**Exercise material**:
::::::::
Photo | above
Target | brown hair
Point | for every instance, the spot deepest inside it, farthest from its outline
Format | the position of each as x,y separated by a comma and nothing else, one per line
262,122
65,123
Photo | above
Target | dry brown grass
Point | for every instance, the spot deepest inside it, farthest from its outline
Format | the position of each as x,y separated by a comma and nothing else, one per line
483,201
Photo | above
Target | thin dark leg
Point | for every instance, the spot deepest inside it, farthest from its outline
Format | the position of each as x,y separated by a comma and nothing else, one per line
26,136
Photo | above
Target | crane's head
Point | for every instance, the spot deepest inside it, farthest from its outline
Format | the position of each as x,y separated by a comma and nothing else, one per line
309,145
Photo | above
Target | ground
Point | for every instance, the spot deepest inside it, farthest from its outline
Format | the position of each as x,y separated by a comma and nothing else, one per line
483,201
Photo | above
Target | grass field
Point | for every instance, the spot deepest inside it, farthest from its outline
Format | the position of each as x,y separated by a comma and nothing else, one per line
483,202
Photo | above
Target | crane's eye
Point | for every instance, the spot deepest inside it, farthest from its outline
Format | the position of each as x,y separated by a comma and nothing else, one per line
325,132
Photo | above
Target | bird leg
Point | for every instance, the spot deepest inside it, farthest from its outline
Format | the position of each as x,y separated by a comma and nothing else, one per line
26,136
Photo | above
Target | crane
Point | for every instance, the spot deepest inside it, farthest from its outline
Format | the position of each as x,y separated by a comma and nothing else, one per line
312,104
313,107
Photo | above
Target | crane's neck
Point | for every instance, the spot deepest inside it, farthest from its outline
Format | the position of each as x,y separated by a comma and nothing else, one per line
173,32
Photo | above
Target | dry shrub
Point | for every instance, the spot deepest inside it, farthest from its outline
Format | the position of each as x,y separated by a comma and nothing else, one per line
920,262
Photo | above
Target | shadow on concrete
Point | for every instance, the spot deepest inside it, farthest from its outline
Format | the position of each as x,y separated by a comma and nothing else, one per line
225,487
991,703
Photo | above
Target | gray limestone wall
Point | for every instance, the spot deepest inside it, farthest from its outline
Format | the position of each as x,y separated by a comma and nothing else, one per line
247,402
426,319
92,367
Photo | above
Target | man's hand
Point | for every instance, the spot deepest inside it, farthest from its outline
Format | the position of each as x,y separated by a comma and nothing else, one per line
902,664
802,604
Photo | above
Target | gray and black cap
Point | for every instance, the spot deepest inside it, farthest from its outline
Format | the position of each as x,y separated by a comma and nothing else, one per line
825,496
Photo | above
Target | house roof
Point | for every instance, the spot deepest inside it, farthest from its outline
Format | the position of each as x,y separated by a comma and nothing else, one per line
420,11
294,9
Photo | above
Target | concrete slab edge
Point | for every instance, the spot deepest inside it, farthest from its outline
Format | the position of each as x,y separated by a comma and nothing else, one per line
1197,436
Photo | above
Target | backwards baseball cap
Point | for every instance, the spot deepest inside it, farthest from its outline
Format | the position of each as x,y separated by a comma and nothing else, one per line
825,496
::::::::
**What is asked**:
Write the listing out again, exactly as shown above.

**Answer**:
Photo | above
Target | brown hair
Point | for every instance, the spot deepest inside it, farthest from its outline
Format | the position of each as x,y separated by a comma and nothing else, one per line
262,122
65,123
Photo | above
Target | dry brown grass
Point | for every instance, the spot deepest inside it, farthest from its outline
Format | the position of each as x,y separated by a comma and nothing else, one per line
483,201
Photo | above
Target | thin dark leg
Point | for every instance, the spot deepest inside it, farthest from its outline
Format | the position of each as x,y separated by a comma and nothing else, one per line
26,136
Photo | above
Target | crane's head
Point | for every instance, the spot deepest inside it, farthest from its outline
Format | the position of each as x,y separated by a comma and nothing else, one per line
309,145
Photo | above
Target | ground
Point | for every instance, the spot deepest inside it, farthest from its outline
Format | the position of each as x,y separated by a comma and nothing else, one per line
483,201
Photo | above
Target | grass field
Point | for every instance, the spot deepest inside it, farthest from its outline
Format | the position of each as x,y separated by a comma and nothing else, one per line
483,202
Photo | above
Target | crane's eye
Point | for every instance, the spot deepest inside it, farthest from its outline
Format | the position of each as x,y separated by a comma and nothing else, one per line
325,132
Photo | above
Target | bird leg
Point | for every instance, the spot deepest inside it, farthest from its outline
Format | the position of each as x,y separated by a comma and nothing else, one per line
26,136
Photo | above
Target | crane
Point | for every instance, the spot deepest inside it, farthest from its outline
Format | the position of each as x,y separated by a comma and nothing else, one per line
312,104
313,107
Photo | above
Target | crane's neck
Point | for every instance, the spot deepest inside it, farthest from its outline
Format | the position of each as x,y separated by a comma and nothing else, one per line
173,32
Photo | above
Target | dry shrub
Point | for every instance, the spot deepest inside it, farthest from its outline
Format | the position of each as x,y separated by a comma and nothing else, one per line
920,262
Photo | above
Target | shadow on concrete
Point | for every instance, the spot deepest inside it, farthest from its outline
Format | the position of each as x,y separated by a comma and nothing else, one per line
225,487
991,703
Photo | above
Target | gray limestone wall
Point | for every instance, the spot deepest inside it, farthest from its outline
Format | the position of each as x,y separated by a comma and nothing else, one per line
247,402
426,319
92,367
Photo | above
Target | man's hand
Point | for every instance, the spot deepest inside it, farthest from its outline
Format | the position of each as x,y separated by a comma and nothing else, one per line
902,664
802,604
Photo | above
Target | gray and black cap
Point | for every instance, the spot deepest inside it, farthest from its outline
Format | the position of each as x,y separated by a comma and nothing else, one per line
825,496
Photo | above
Target | house roof
Point | for every instance, the spot deepest inside it, farthest from its outline
Format | the position of each as x,y separated by a comma and nothing else, one per line
420,11
294,9
Photo | above
Target | concrete slab edge
Point | for every instance, the spot deepest inside it, farthest from its outline
Format | the position of each as x,y separated by a comma and nothing else, one per line
1197,436
Photo | above
Target | backwards baseball cap
Point | for every instance, the spot deepest inside it, farthest from its outline
Format | the position of each as x,y separated by a comma and nothing else, one per line
825,496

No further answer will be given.